(PROBLEM) Return every line of the material below unchanged, and please leave the pictures out of your answer.
++++ GIVEN DATA ++++
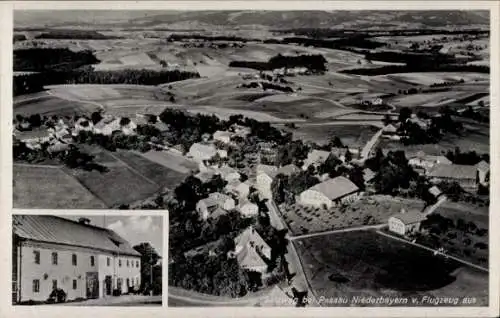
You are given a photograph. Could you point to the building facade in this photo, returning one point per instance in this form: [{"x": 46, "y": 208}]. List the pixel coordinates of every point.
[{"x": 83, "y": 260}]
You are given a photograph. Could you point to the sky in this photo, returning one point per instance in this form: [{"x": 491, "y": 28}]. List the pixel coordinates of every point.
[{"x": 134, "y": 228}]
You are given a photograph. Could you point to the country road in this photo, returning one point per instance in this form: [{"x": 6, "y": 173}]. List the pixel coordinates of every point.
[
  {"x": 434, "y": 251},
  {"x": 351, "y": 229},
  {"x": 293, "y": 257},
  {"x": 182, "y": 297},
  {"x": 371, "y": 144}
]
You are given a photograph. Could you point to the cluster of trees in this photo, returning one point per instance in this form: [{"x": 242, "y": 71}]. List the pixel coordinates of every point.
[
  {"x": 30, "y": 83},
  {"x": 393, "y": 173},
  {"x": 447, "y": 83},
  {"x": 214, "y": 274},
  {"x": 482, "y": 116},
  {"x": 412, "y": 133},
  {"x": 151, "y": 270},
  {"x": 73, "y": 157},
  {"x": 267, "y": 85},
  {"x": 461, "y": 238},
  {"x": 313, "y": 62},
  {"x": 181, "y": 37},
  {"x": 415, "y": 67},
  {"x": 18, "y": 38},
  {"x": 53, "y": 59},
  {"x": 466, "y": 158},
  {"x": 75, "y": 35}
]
++++
(CORRECT OUTPUT)
You are given a photograph. Could you point to the building facade in this photo, returning one point per instance in this form: [{"x": 46, "y": 208}]. List the pixel coordinates of every point.
[{"x": 83, "y": 260}]
You are given a photograph. Could you point to the sky in this photo, returning one point per instance in this form: [{"x": 491, "y": 28}]. List the pixel coordinates of every point.
[{"x": 134, "y": 228}]
You are given a photograph. Could you point to the country road in this photo, returning one point per instance in this form: [{"x": 6, "y": 173}]. List the pixel coordinates of every point.
[
  {"x": 434, "y": 251},
  {"x": 351, "y": 229},
  {"x": 293, "y": 257},
  {"x": 182, "y": 297},
  {"x": 371, "y": 144}
]
You are given a photograph. Could you point to the cluster of trees in this photo, returning one point per instance in this form: [{"x": 242, "y": 71}]. List the pixel coordinates of every point.
[
  {"x": 30, "y": 83},
  {"x": 393, "y": 173},
  {"x": 447, "y": 83},
  {"x": 214, "y": 274},
  {"x": 482, "y": 116},
  {"x": 412, "y": 133},
  {"x": 151, "y": 270},
  {"x": 73, "y": 157},
  {"x": 267, "y": 85},
  {"x": 461, "y": 238},
  {"x": 313, "y": 62},
  {"x": 181, "y": 37},
  {"x": 415, "y": 67},
  {"x": 18, "y": 38},
  {"x": 53, "y": 59},
  {"x": 466, "y": 158},
  {"x": 75, "y": 35}
]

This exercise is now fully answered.